Written task: Please revise the data below by swapping "one dot per instance" for "one point per instance" wherever it occurs, keeping everything else the same.

Input rows:
○ ○ ○

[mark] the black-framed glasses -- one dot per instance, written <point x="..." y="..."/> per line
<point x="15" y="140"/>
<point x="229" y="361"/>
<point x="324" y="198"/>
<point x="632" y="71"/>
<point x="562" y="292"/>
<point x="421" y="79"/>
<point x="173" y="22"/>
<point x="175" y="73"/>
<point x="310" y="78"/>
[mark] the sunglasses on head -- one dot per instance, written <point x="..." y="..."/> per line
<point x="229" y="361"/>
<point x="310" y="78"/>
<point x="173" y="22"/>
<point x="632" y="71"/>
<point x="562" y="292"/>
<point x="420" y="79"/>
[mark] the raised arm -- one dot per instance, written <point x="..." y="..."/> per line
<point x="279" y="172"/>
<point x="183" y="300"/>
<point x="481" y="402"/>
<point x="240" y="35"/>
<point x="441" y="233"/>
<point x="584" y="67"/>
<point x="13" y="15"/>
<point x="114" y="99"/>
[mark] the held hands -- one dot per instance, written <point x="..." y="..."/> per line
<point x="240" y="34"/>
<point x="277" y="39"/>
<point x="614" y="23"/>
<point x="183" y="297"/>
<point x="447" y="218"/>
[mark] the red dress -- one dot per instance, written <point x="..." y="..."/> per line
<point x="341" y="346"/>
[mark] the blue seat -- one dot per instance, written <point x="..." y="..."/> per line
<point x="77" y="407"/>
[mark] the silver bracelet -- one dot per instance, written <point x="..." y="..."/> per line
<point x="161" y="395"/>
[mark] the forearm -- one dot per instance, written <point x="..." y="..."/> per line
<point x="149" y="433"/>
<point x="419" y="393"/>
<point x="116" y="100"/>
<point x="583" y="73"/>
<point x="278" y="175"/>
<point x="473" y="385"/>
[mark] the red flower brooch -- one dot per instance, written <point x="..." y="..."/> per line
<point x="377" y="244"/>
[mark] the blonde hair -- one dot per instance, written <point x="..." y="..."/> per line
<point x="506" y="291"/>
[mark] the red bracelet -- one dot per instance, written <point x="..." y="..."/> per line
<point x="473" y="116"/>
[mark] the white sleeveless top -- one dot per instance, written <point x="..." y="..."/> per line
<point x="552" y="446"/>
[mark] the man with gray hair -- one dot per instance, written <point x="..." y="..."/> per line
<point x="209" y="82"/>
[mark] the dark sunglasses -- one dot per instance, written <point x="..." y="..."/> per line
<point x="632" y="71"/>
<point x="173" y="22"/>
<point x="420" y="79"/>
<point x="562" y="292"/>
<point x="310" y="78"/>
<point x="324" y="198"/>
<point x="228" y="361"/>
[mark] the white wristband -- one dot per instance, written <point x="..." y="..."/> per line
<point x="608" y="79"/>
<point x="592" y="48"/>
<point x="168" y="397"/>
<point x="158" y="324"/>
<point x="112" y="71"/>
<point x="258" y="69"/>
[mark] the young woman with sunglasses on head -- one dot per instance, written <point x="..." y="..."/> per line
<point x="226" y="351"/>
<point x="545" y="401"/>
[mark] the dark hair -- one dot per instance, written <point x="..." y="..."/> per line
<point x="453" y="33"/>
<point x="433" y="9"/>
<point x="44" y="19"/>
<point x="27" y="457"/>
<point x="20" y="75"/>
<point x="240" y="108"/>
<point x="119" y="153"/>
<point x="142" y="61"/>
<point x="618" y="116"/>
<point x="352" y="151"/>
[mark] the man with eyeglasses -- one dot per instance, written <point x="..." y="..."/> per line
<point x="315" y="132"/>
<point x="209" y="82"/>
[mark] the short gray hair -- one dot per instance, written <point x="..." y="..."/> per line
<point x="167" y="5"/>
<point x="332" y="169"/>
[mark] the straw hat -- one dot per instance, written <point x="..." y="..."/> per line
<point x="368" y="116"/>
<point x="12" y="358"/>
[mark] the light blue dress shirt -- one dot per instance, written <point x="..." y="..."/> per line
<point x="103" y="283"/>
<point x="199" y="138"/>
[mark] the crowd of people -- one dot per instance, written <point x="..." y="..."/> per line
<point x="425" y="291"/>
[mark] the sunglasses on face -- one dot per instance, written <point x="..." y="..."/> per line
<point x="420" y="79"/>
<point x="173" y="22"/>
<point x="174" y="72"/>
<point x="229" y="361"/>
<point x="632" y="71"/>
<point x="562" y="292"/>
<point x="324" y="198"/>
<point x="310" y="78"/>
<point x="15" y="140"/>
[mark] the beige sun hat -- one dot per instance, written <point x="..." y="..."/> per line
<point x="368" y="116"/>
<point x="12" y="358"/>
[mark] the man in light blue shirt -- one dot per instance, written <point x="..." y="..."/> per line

○ ○ ○

Solution:
[mark] the black-framed glasses -- one point per instance, written <point x="..." y="..."/> per line
<point x="15" y="140"/>
<point x="229" y="361"/>
<point x="324" y="198"/>
<point x="632" y="71"/>
<point x="562" y="292"/>
<point x="421" y="79"/>
<point x="173" y="22"/>
<point x="175" y="73"/>
<point x="310" y="78"/>
[mark] the sunglasses on head -- one point per instance, written <point x="..." y="..."/> per line
<point x="229" y="361"/>
<point x="310" y="78"/>
<point x="173" y="22"/>
<point x="632" y="71"/>
<point x="562" y="292"/>
<point x="420" y="79"/>
[mark] the raised arm -- one point per instance, written <point x="..." y="..."/> per line
<point x="279" y="172"/>
<point x="183" y="300"/>
<point x="481" y="402"/>
<point x="240" y="35"/>
<point x="441" y="233"/>
<point x="584" y="67"/>
<point x="13" y="15"/>
<point x="114" y="99"/>
[mark] the held hands -- one point per instance, written <point x="..." y="..."/> per line
<point x="240" y="34"/>
<point x="277" y="39"/>
<point x="614" y="23"/>
<point x="183" y="297"/>
<point x="447" y="218"/>
[mark] the red dress -- one point per instance, written <point x="..." y="..."/> per line
<point x="341" y="346"/>
[mark] the blue seat -- one point per instance, written <point x="..." y="..."/> per line
<point x="77" y="407"/>
[mark] the silver bracelet -- one point per instance, written <point x="..." y="..."/> per line
<point x="161" y="395"/>
[mark] the forearm -- one point per instance, written <point x="..." y="..."/> per line
<point x="149" y="433"/>
<point x="419" y="393"/>
<point x="116" y="100"/>
<point x="583" y="73"/>
<point x="278" y="175"/>
<point x="473" y="385"/>
[mark] the red flower brooch -- one point per instance, written <point x="..." y="..."/> per line
<point x="377" y="244"/>
[mark] the blonde hair -- one point per instance, written <point x="..." y="..."/> per line
<point x="506" y="291"/>
[mark] the red bracelet -- one point per instance, written <point x="..." y="..."/> per line
<point x="473" y="116"/>
[mark] the white sleeveless top -- one point per instance, written <point x="..." y="..."/> per line
<point x="552" y="446"/>
[mark] the man with gray hair -- one point per instance, written <point x="..." y="..."/> per line
<point x="209" y="82"/>
[mark] the dark sunglasses -- one point per instance, written <point x="..." y="..."/> per line
<point x="632" y="71"/>
<point x="173" y="22"/>
<point x="420" y="79"/>
<point x="562" y="292"/>
<point x="310" y="78"/>
<point x="324" y="198"/>
<point x="228" y="361"/>
[mark] the white wristband -- one point per instance, written <point x="..." y="..."/> per line
<point x="608" y="79"/>
<point x="592" y="48"/>
<point x="168" y="397"/>
<point x="158" y="324"/>
<point x="112" y="71"/>
<point x="258" y="69"/>
[mark] the young woman with sunglasses on head -- one point per instance, written <point x="..." y="..."/> per line
<point x="226" y="351"/>
<point x="545" y="401"/>
[mark] the dark hair -- one point per instance, written <point x="..." y="..."/> per line
<point x="453" y="33"/>
<point x="433" y="9"/>
<point x="44" y="19"/>
<point x="27" y="457"/>
<point x="20" y="75"/>
<point x="240" y="108"/>
<point x="119" y="153"/>
<point x="142" y="61"/>
<point x="618" y="116"/>
<point x="352" y="151"/>
[mark] the man with eyeglasses -- one point per instance, written <point x="..." y="..."/> per line
<point x="315" y="132"/>
<point x="209" y="82"/>
[mark] the short gray hair -- one point per instance, written <point x="..." y="..."/> per line
<point x="167" y="5"/>
<point x="332" y="169"/>
[mark] the straw hat -- one point per instance, written <point x="..." y="..."/> per line
<point x="368" y="116"/>
<point x="12" y="358"/>
[mark] the light blue dress shirt -- one point per instance, written <point x="..." y="..."/> per line
<point x="103" y="283"/>
<point x="199" y="138"/>
[mark] the crowd of people -- one point per instance, written <point x="..." y="..."/> per line
<point x="425" y="291"/>
[mark] the sunglasses on face -- one point per instance, written <point x="..." y="..."/> per line
<point x="420" y="79"/>
<point x="173" y="22"/>
<point x="174" y="72"/>
<point x="229" y="361"/>
<point x="632" y="71"/>
<point x="562" y="292"/>
<point x="324" y="198"/>
<point x="310" y="78"/>
<point x="15" y="140"/>
[mark] the beige sun hat -- one point per instance, written <point x="..." y="..."/> per line
<point x="368" y="116"/>
<point x="12" y="358"/>
[mark] the man in light blue shirt -- one point per instance, written <point x="..." y="..."/> per line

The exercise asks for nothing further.